> **Work task**:
An exact copy of every record is required.

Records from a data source
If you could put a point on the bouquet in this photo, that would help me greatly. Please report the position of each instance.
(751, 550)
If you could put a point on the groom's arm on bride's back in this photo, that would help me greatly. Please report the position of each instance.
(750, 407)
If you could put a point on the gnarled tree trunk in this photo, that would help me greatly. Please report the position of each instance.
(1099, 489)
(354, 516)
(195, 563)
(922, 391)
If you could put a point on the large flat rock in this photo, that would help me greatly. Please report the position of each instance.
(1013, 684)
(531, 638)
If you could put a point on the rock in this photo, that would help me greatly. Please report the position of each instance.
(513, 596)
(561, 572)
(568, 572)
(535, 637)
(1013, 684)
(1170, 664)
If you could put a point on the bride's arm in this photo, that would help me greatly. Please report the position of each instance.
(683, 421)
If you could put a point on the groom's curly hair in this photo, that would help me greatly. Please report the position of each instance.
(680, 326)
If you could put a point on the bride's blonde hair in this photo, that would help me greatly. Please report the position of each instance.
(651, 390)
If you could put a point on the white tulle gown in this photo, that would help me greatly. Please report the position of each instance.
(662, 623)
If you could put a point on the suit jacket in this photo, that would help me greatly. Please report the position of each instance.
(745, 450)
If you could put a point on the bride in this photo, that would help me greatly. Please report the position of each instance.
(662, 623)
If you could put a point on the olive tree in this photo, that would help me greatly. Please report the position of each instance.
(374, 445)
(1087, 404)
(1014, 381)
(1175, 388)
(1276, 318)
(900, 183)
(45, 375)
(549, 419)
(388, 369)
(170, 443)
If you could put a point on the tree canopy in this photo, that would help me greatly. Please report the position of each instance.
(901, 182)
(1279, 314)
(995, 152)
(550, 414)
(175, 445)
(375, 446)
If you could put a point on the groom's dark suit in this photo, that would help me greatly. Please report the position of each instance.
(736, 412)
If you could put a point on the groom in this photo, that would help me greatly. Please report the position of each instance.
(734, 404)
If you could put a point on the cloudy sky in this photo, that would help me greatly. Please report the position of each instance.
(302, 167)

> **Response below**:
If you could put a point on the bouquet in this photo, that would help me greatly. Please report the position of each instance.
(751, 550)
If you could put a point on the groom's arm on bride's back in this photo, that would help me greatly. Please report the position of each instance.
(750, 407)
If you could put a point on the gnarled tree trunk in this photo, that would help me greatly. Please report the position of each instance.
(1099, 489)
(354, 516)
(195, 563)
(922, 391)
If you could put a point on the large flat rock in this photo, that would help me greatly. Please report the position of each instance.
(1013, 684)
(531, 638)
If you could put a point on the rock in this photo, that would help me greatly. Please report the position of each instance.
(513, 596)
(561, 572)
(568, 572)
(535, 637)
(1013, 684)
(1170, 664)
If you could put a point on the bride's arm in this photo, that would help me greatly. Please report the position of each instance.
(683, 421)
If you could put a point on the groom's curly hair in this photo, that would help me greatly. Please report the position of each instance.
(680, 326)
If you could put a point on the bride's blonde hair in this photo, that would help me greatly. Please report the position of each instance.
(651, 390)
If you could put a point on the white tulle gown in this photo, that would help me greatly. Please report the position of each instance.
(662, 623)
If you could put a point on the suit jacket in this photo, that would help me greatly. Please report the position of each instance.
(745, 450)
If you could put a point on the bride in this photo, that would help me greatly. Please report the position of each instance.
(662, 623)
If you could put a point on the olive tree in this photo, that would help me greatly. Please report the position of each instance.
(374, 445)
(1087, 404)
(1014, 381)
(1175, 388)
(1276, 318)
(900, 183)
(45, 375)
(549, 419)
(388, 369)
(170, 443)
If you could put a point on the tree canopy in this photo, that would help me greatly. Please report the position of each instance.
(901, 182)
(1279, 314)
(995, 152)
(550, 414)
(175, 445)
(375, 446)
If you could put a point on the groom's dark suit in this photo, that would help me greatly. Please report the position of each instance.
(736, 412)
If you could put a point on the groom in this photo, that would help me greatly. Please report the position of each instance.
(734, 404)
If you could put a point on the cloudy sky in this photo, that would help me greatly. Please report the position of each instance.
(302, 167)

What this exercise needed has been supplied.